DATA FOR THIS EXERCISE →
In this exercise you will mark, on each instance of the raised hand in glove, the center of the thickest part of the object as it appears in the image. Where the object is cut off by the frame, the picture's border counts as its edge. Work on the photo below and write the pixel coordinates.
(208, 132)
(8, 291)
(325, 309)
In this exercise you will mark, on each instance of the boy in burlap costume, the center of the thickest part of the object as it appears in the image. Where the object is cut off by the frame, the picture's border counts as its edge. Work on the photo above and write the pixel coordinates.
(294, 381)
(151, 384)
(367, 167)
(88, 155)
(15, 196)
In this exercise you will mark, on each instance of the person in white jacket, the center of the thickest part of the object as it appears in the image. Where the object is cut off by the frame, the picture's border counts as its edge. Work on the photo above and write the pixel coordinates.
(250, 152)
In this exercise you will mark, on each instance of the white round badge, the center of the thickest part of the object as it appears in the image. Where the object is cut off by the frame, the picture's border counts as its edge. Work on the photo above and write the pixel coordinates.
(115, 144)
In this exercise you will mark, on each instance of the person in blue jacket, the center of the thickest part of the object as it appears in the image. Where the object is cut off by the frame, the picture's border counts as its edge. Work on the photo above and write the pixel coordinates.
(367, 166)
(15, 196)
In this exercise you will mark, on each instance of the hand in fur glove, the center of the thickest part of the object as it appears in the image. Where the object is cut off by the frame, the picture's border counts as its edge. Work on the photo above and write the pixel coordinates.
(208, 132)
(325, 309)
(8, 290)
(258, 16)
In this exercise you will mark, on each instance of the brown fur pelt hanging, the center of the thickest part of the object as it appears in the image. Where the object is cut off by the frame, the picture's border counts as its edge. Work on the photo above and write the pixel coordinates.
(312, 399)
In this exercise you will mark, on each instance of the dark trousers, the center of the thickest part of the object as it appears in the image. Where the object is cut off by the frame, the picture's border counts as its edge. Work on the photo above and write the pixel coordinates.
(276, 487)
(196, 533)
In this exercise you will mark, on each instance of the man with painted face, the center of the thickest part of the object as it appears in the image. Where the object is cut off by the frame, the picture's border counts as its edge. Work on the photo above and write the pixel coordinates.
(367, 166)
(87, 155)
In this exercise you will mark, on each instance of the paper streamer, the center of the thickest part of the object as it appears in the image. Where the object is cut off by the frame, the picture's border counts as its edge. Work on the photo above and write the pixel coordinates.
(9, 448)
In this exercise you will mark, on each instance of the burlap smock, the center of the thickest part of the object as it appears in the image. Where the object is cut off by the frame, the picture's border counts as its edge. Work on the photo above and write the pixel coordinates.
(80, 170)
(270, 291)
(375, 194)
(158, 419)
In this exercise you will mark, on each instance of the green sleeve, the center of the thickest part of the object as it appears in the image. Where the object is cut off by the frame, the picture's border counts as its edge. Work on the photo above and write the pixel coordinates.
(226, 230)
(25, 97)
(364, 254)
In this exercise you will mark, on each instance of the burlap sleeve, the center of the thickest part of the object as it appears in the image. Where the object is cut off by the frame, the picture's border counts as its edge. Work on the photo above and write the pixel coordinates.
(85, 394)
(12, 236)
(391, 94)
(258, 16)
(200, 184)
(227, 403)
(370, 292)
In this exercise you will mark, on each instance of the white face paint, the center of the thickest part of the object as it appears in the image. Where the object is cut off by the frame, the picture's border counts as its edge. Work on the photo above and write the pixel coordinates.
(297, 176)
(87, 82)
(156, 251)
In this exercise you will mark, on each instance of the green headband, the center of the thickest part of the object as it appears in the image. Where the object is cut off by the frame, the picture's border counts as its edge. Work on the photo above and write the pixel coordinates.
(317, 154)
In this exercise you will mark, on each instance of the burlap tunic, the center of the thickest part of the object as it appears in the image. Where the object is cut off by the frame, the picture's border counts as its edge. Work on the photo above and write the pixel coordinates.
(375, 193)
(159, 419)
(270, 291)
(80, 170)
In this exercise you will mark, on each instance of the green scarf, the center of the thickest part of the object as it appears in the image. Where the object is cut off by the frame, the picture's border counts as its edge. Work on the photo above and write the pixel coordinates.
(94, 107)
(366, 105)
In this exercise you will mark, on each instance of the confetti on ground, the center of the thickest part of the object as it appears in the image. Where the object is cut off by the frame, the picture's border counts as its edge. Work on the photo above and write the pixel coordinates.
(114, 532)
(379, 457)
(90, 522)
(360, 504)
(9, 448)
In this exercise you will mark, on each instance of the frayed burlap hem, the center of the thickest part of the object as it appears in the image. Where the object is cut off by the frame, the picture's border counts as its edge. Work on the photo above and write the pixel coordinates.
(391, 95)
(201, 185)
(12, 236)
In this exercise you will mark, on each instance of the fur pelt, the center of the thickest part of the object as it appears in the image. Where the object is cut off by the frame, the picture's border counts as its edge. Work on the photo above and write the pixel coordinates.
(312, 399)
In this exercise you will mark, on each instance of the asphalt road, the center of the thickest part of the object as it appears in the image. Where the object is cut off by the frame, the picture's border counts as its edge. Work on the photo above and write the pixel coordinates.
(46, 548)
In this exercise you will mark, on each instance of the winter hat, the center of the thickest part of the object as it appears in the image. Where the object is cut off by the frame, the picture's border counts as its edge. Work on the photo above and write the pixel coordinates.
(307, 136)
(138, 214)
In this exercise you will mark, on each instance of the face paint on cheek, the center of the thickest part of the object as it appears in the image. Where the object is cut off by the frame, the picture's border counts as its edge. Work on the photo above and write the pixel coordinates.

YOUR INSTRUCTIONS →
The full set of records above must be reproduced exactly in the reply.

COMPLETED TASK →
In this exercise you will mark, on each instance of the raised hand in glove, the center of the thickest part of the object as it appears in the image. Where the object is cut off by the frame, the picture's border counts as its edge. Work on the photo below and write the pixel coordinates.
(208, 132)
(8, 291)
(325, 309)
In this exercise you will mark, on each instance of the boy in burlap costume, the center of the thickest part of the object as it appears in the image. Where the object is cut off by the frame, the picture's border counts as its edge. Work on the photo above and write the pixel coordinates.
(294, 381)
(151, 384)
(367, 167)
(88, 155)
(15, 196)
In this exercise you will mark, on each instance of the person in white jacket, the center of the thickest part of the object as it appears in the image. Where the object is cut off by the frame, the picture's border counts as its edge. Work on the photo above and write the pixel coordinates.
(250, 152)
In this exercise you will mark, on each instance of the white round badge, the center of the thickest part of the object as it appears in the image. Where the object is cut off by the frame, the picture's border counts as its edge. Work on the photo above and write the pixel coordinates.
(115, 144)
In this exercise you will mark, on each instance of the person in blue jacket, the center of the thickest part of the object as it appears in the image. Where the object is cut off by the frame, the picture's border counts as its edge. Work on the photo above and write the pixel coordinates.
(367, 166)
(15, 196)
In this exercise you will mark, on each instance of the hand in fur glove, the center of the thickest part of the object as it appears in the image. Where the object is cut off by the frame, the picture's border counts as its edge. Work on the photo above and write the pixel coordinates.
(208, 132)
(325, 309)
(8, 290)
(258, 16)
In this exercise you will mark, on each instance of the brown fur pelt hanging, the center of the thickest part of the object as it appears in the image. Where the object is cut off by the frame, the picture's border counts as its edge. Work on the photo above and write the pixel coordinates.
(312, 399)
In this exercise you will mark, on each instance of the dark trousers, the center of the thickest part of the object as it appears in the image. Where the object is cut off by the frame, the picture's border counts as its edge. Work on the photo above and write the pixel coordinates.
(276, 487)
(196, 533)
In this exercise you will mark, on each instance of the man with painted face, the center of the thickest part of the object as it appears in the image. Where the object is cut off by the frame, the picture's border counts as its edge. Work on the photo above and write the pixel coordinates.
(367, 166)
(87, 155)
In this exercise you will mark, on each instance of the paper streamer, the center of the thickest part of the object as it appears in the image. Where the object is cut off by the frame, the picture's border counts as its edge. Work on the photo above and write the pixel coordinates.
(9, 448)
In this exercise you will mark, on each instance of the burlap smock, the center of the thickest part of the object as it appears in the image. Where the object is cut off by the frame, the picture's border counts as its edge. Work on the photo above and write the pixel coordinates.
(80, 170)
(270, 291)
(375, 194)
(158, 419)
In this exercise you will mark, on each instance of the green sleeve, the center of the thickest part of the object as it appears in the image. Where the object is cut off by the frame, the picture's border counts as its edge. Work on the photo above and write the pixel coordinates.
(226, 230)
(25, 97)
(364, 254)
In this exercise you will mark, on each instance of the burlap sleeve, the center of the thickest part of the object as it appears in the image. Where the object is cut off by the frame, the picture's border counts as its edge. Work on the photo above and write the pixel coordinates.
(85, 394)
(12, 236)
(391, 94)
(258, 16)
(200, 184)
(227, 403)
(370, 292)
In this exercise you will mark, on each instance of the white face paint, the center of the thickest part of the object as it appears in the image. Where the object is cut off by the frame, the picture's border counts as its edge. Work on the photo above and write the pixel coordinates.
(297, 176)
(87, 82)
(156, 251)
In this exercise you will mark, on each instance of the green headband, the center of the thickest part of the object as it appears in the image. Where the object is cut off by the frame, the picture's border counts as its edge. Work on the photo above and write the pixel coordinates.
(317, 154)
In this exercise you will mark, on each instance of the burlap tunic, the center of the thickest part of the object as it appears in the image. Where the object is cut off by the frame, the picture's border counts as its edge. Work on the photo above and write the pixel coordinates.
(375, 193)
(159, 419)
(270, 291)
(80, 170)
In this exercise you will mark, on each instance of the green scarf, the center of the thickest part of the object as it appears in the image. Where the object is cut off by the frame, the picture's border counts as its edge. Work on the photo above and write the pixel coordinates.
(94, 107)
(366, 105)
In this exercise you will mark, on each instance of the confetti on ground, the center of the thickest part of the object as it appears in the image. Where the object is cut off by the frame, the picture's border counts as its edge. Work on the photo above and write the pixel coordinates.
(114, 532)
(379, 457)
(90, 522)
(360, 504)
(9, 448)
In this exercise you will mark, on each instance of the frayed burlap hem, the center of the thickest part of the object as it appears in the image. Where the object is cut off by the frame, the picture's border counts as its edge. Work on the photo above and write the pixel coordinates.
(391, 95)
(201, 185)
(12, 236)
In this exercise you will mark, on each instance of the fur pelt, the center of the thickest part of the object as it appears in the image. Where the object is cut off by the frame, the picture's border counts as its edge. Work on the photo above and write the pixel coordinates.
(312, 399)
In this exercise you will mark, on each instance of the asphalt road, the center of the thickest part of the object as it appears in the image. Where the object is cut off by the frame, the picture's border counts as its edge. Work on the photo above and write the pixel coordinates.
(46, 548)
In this exercise you will mark, on each instance of the winter hat, the center of the thickest part of the object as it appears in the image. Where the object is cut off by the frame, the picture's border counts as its edge. Work on the photo above and write the pixel coordinates.
(307, 136)
(138, 214)
In this exercise you will mark, on each instance of the face paint on cheek, the center of the thickest part of the object as it appears in the image. Where the object is cut off by the frame, the picture's border counts as its edge. Work on the photo above and write the pixel coordinates.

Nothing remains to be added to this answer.